GIVEN INSTRUCTION A>
Gather every line in the entries that contains the string "black".

31:50 ss: Did you participate, did you participate in any community activities?

mm: Uh, what’s that now?

ss: Did you participate in any community activities?

mm: No, not really, no. No.

32:10 ss: Um, what were your feelings about the war going on in 1940s? The World War II.

mm: Uh, well, uh, you talking just about World War II? Uh, well, we were kinda uh, forced to get into that really. Uh, course you know the Japanese bombed Pearl Harbor. And uh, course there had been a lot of stories about that too about Roosevelt knowing ahead of time that they were gonna be attacked and didn’t do nothing about it. And uh, my feeling is that this was during the Depression time and there wasn’t much work and what work there was didn’t pay nothing and I think, uh, I think that was one of the reasons that we got involved in it was uh, uh, it uh, well I’m thinking it would get people jobs, you know, building uh military stuff, but I think, I think it was a bad deal. I think if he knew ahead of time that there was gonna be an attack they should have got them ships out of Pearl Harbor. Which he didn’t do. And now that’s, that’s, that’s a story I always heard, that he knew for a long time that, that we was gonna be attacked in December. He didn’t know what day but it was gonna be in December. Uh, uh, and then of course, after we was attacked there was no choice, you know.

34:13 ss: What, what was it liv-, what was it like living around here while the war was going on?

mm: Around here?

ss: What was it like?

MATERIAL PROVIDED>
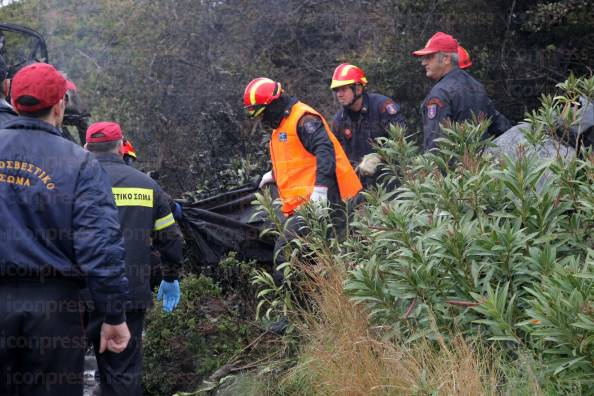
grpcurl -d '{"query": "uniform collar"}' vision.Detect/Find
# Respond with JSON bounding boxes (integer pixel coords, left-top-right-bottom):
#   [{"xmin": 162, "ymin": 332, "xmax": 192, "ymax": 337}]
[
  {"xmin": 0, "ymin": 99, "xmax": 18, "ymax": 115},
  {"xmin": 4, "ymin": 116, "xmax": 63, "ymax": 137},
  {"xmin": 437, "ymin": 68, "xmax": 464, "ymax": 82},
  {"xmin": 91, "ymin": 153, "xmax": 125, "ymax": 165},
  {"xmin": 283, "ymin": 97, "xmax": 299, "ymax": 118}
]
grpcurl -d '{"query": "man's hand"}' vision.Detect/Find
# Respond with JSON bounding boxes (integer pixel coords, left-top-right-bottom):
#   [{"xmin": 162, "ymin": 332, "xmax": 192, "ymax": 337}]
[
  {"xmin": 258, "ymin": 171, "xmax": 274, "ymax": 188},
  {"xmin": 356, "ymin": 153, "xmax": 382, "ymax": 176},
  {"xmin": 157, "ymin": 280, "xmax": 181, "ymax": 312},
  {"xmin": 99, "ymin": 322, "xmax": 130, "ymax": 353},
  {"xmin": 309, "ymin": 186, "xmax": 328, "ymax": 202}
]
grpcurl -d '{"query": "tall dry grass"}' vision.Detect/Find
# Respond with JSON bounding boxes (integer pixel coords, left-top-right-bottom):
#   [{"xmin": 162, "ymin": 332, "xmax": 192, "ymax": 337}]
[{"xmin": 284, "ymin": 260, "xmax": 498, "ymax": 396}]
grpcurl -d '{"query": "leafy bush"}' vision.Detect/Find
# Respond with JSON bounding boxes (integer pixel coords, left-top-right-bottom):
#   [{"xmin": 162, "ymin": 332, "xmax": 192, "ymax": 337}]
[{"xmin": 335, "ymin": 78, "xmax": 594, "ymax": 393}]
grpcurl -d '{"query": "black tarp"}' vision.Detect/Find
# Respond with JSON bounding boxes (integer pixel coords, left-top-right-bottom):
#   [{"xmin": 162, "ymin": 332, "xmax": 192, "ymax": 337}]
[{"xmin": 178, "ymin": 184, "xmax": 274, "ymax": 266}]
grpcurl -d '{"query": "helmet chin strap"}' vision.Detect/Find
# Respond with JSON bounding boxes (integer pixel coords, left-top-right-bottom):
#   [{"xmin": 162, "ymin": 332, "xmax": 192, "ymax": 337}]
[{"xmin": 342, "ymin": 84, "xmax": 363, "ymax": 110}]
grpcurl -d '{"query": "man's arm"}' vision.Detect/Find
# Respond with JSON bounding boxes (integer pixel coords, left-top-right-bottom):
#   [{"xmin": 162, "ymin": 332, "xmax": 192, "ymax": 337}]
[
  {"xmin": 153, "ymin": 188, "xmax": 183, "ymax": 282},
  {"xmin": 297, "ymin": 115, "xmax": 336, "ymax": 187}
]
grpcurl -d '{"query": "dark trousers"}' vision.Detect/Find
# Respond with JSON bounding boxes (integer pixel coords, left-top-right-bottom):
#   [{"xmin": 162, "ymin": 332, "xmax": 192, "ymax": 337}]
[
  {"xmin": 87, "ymin": 310, "xmax": 145, "ymax": 396},
  {"xmin": 0, "ymin": 278, "xmax": 86, "ymax": 396}
]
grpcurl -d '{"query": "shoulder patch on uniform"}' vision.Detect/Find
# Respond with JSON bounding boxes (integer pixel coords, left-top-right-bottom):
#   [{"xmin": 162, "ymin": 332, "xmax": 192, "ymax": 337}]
[
  {"xmin": 386, "ymin": 102, "xmax": 400, "ymax": 115},
  {"xmin": 427, "ymin": 98, "xmax": 444, "ymax": 107},
  {"xmin": 427, "ymin": 104, "xmax": 437, "ymax": 120},
  {"xmin": 299, "ymin": 116, "xmax": 322, "ymax": 133},
  {"xmin": 342, "ymin": 128, "xmax": 353, "ymax": 140}
]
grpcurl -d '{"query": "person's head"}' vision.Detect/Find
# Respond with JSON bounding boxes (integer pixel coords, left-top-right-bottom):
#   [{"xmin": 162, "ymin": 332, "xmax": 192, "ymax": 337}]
[
  {"xmin": 85, "ymin": 122, "xmax": 123, "ymax": 154},
  {"xmin": 11, "ymin": 63, "xmax": 68, "ymax": 127},
  {"xmin": 121, "ymin": 138, "xmax": 136, "ymax": 166},
  {"xmin": 458, "ymin": 45, "xmax": 472, "ymax": 69},
  {"xmin": 330, "ymin": 63, "xmax": 367, "ymax": 108},
  {"xmin": 243, "ymin": 77, "xmax": 283, "ymax": 119},
  {"xmin": 413, "ymin": 32, "xmax": 459, "ymax": 80},
  {"xmin": 0, "ymin": 55, "xmax": 9, "ymax": 99}
]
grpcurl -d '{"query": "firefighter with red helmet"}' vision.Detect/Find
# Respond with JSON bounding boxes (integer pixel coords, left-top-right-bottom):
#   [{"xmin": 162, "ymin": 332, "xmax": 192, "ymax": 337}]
[
  {"xmin": 244, "ymin": 77, "xmax": 361, "ymax": 216},
  {"xmin": 330, "ymin": 63, "xmax": 406, "ymax": 187},
  {"xmin": 243, "ymin": 77, "xmax": 361, "ymax": 260}
]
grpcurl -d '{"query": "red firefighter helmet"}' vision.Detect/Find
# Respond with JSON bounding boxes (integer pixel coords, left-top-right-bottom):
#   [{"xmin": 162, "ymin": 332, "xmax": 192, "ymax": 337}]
[
  {"xmin": 330, "ymin": 63, "xmax": 367, "ymax": 89},
  {"xmin": 243, "ymin": 77, "xmax": 283, "ymax": 118},
  {"xmin": 122, "ymin": 138, "xmax": 136, "ymax": 159},
  {"xmin": 458, "ymin": 45, "xmax": 472, "ymax": 69}
]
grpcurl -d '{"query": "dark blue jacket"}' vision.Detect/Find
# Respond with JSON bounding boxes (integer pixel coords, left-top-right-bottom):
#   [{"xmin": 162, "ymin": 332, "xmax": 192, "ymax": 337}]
[
  {"xmin": 0, "ymin": 117, "xmax": 128, "ymax": 324},
  {"xmin": 332, "ymin": 92, "xmax": 406, "ymax": 186},
  {"xmin": 421, "ymin": 69, "xmax": 512, "ymax": 150},
  {"xmin": 0, "ymin": 99, "xmax": 19, "ymax": 128},
  {"xmin": 92, "ymin": 153, "xmax": 183, "ymax": 310}
]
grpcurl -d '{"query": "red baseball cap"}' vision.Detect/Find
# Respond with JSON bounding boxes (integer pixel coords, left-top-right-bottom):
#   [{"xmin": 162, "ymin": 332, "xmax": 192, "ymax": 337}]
[
  {"xmin": 86, "ymin": 121, "xmax": 123, "ymax": 143},
  {"xmin": 413, "ymin": 32, "xmax": 458, "ymax": 56},
  {"xmin": 11, "ymin": 63, "xmax": 67, "ymax": 113},
  {"xmin": 458, "ymin": 45, "xmax": 472, "ymax": 69}
]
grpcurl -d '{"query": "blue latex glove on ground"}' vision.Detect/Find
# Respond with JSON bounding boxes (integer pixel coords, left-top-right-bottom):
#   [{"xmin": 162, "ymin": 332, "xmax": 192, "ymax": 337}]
[
  {"xmin": 157, "ymin": 281, "xmax": 181, "ymax": 312},
  {"xmin": 173, "ymin": 202, "xmax": 184, "ymax": 220}
]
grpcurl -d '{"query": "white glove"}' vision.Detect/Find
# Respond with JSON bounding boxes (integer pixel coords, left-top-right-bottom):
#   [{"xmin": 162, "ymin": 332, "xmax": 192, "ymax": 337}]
[
  {"xmin": 258, "ymin": 171, "xmax": 274, "ymax": 188},
  {"xmin": 309, "ymin": 186, "xmax": 328, "ymax": 202},
  {"xmin": 356, "ymin": 153, "xmax": 382, "ymax": 176}
]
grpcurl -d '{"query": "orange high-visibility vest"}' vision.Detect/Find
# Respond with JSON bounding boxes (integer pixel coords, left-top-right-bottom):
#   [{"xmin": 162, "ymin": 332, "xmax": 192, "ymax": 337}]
[{"xmin": 270, "ymin": 102, "xmax": 362, "ymax": 216}]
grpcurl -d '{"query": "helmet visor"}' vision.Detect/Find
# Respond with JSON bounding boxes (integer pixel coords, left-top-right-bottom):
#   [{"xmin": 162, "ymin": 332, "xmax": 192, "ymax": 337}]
[{"xmin": 244, "ymin": 105, "xmax": 266, "ymax": 118}]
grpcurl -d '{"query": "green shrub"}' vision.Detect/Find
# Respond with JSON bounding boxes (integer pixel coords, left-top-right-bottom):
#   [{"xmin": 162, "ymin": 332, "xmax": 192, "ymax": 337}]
[
  {"xmin": 144, "ymin": 276, "xmax": 248, "ymax": 395},
  {"xmin": 335, "ymin": 77, "xmax": 594, "ymax": 393}
]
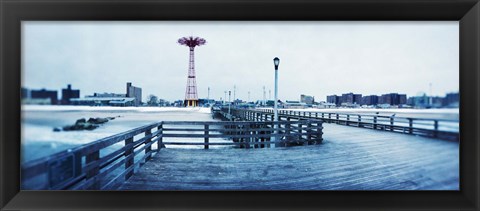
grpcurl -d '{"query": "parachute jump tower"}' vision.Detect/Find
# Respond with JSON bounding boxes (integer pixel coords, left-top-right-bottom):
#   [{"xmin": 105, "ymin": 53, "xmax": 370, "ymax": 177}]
[{"xmin": 178, "ymin": 36, "xmax": 206, "ymax": 107}]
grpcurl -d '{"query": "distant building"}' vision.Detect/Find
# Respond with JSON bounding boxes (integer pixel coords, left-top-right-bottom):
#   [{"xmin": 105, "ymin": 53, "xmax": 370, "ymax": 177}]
[
  {"xmin": 70, "ymin": 96, "xmax": 135, "ymax": 107},
  {"xmin": 300, "ymin": 94, "xmax": 315, "ymax": 105},
  {"xmin": 91, "ymin": 92, "xmax": 127, "ymax": 97},
  {"xmin": 20, "ymin": 88, "xmax": 32, "ymax": 99},
  {"xmin": 327, "ymin": 95, "xmax": 342, "ymax": 106},
  {"xmin": 62, "ymin": 84, "xmax": 80, "ymax": 105},
  {"xmin": 361, "ymin": 95, "xmax": 378, "ymax": 105},
  {"xmin": 283, "ymin": 100, "xmax": 308, "ymax": 108},
  {"xmin": 407, "ymin": 94, "xmax": 430, "ymax": 108},
  {"xmin": 341, "ymin": 92, "xmax": 362, "ymax": 105},
  {"xmin": 126, "ymin": 82, "xmax": 142, "ymax": 106},
  {"xmin": 443, "ymin": 92, "xmax": 460, "ymax": 107},
  {"xmin": 30, "ymin": 89, "xmax": 58, "ymax": 105},
  {"xmin": 378, "ymin": 93, "xmax": 407, "ymax": 105}
]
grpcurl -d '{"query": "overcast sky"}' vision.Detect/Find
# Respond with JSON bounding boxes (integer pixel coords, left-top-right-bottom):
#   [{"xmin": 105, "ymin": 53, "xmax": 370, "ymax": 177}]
[{"xmin": 22, "ymin": 21, "xmax": 459, "ymax": 101}]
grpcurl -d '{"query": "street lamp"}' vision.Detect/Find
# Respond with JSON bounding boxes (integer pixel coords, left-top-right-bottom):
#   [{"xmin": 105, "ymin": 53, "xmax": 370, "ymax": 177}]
[
  {"xmin": 273, "ymin": 57, "xmax": 280, "ymax": 145},
  {"xmin": 228, "ymin": 91, "xmax": 232, "ymax": 114}
]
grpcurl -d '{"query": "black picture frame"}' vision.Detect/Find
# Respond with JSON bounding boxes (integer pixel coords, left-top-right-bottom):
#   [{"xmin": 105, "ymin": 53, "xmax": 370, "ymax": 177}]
[{"xmin": 0, "ymin": 0, "xmax": 480, "ymax": 210}]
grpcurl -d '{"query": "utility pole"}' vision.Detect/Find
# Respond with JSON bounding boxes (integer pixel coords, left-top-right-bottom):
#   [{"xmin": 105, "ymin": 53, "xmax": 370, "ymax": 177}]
[
  {"xmin": 263, "ymin": 86, "xmax": 267, "ymax": 106},
  {"xmin": 228, "ymin": 91, "xmax": 232, "ymax": 114},
  {"xmin": 223, "ymin": 91, "xmax": 227, "ymax": 105}
]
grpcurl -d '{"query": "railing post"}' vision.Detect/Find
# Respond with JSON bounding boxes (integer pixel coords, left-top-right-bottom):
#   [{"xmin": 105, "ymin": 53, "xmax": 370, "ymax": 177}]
[
  {"xmin": 145, "ymin": 129, "xmax": 152, "ymax": 162},
  {"xmin": 298, "ymin": 123, "xmax": 305, "ymax": 145},
  {"xmin": 205, "ymin": 124, "xmax": 209, "ymax": 149},
  {"xmin": 85, "ymin": 151, "xmax": 100, "ymax": 190},
  {"xmin": 243, "ymin": 124, "xmax": 252, "ymax": 149},
  {"xmin": 305, "ymin": 120, "xmax": 312, "ymax": 145},
  {"xmin": 125, "ymin": 137, "xmax": 134, "ymax": 180},
  {"xmin": 408, "ymin": 118, "xmax": 413, "ymax": 134},
  {"xmin": 390, "ymin": 117, "xmax": 393, "ymax": 131},
  {"xmin": 283, "ymin": 118, "xmax": 292, "ymax": 147},
  {"xmin": 315, "ymin": 121, "xmax": 323, "ymax": 144},
  {"xmin": 157, "ymin": 123, "xmax": 165, "ymax": 152}
]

GIVEN INSTRUCTION B>
According to the interview transcript, in which month did the story the interviewee always heard say the attack would come?

COMPLETE RESPONSE A>
grpcurl -d '{"query": "black tarp"}' vision.Detect/Find
grpcurl -d '{"query": "black picture frame"}' vision.Detect/Find

COMPLETE RESPONSE B>
December.